TO BE DONE = Pick out every line of the data below that contains the word "flower", and copy each one. Match case exactly.

EXERCISE MATERIALS =

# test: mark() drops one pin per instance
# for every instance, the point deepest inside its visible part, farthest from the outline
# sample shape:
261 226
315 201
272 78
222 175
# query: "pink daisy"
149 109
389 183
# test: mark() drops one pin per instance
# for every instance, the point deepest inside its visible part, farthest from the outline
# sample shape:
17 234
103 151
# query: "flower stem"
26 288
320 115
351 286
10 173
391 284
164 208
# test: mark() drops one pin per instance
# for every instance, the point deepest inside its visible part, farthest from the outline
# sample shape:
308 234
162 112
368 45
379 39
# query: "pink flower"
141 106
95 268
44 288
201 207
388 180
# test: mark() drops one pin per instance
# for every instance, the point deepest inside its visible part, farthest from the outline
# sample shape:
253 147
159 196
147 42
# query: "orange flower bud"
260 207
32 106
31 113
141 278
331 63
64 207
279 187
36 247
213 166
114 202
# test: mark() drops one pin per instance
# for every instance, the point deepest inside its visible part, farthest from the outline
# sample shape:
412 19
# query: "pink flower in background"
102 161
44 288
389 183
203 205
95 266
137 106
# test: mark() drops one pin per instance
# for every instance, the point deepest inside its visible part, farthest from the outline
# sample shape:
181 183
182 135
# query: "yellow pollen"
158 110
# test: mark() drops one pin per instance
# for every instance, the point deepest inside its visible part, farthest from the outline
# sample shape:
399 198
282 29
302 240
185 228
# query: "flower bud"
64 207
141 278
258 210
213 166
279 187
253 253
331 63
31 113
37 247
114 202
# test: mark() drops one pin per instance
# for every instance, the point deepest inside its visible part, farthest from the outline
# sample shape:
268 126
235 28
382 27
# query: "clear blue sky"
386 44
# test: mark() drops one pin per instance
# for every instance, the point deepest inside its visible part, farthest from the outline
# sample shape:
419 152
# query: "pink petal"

TASK OUTPUT =
# query: "flower stem"
# query: "pink flower"
# query: "orange flower bud"
# query: "pink flower in background"
# query: "flower bud"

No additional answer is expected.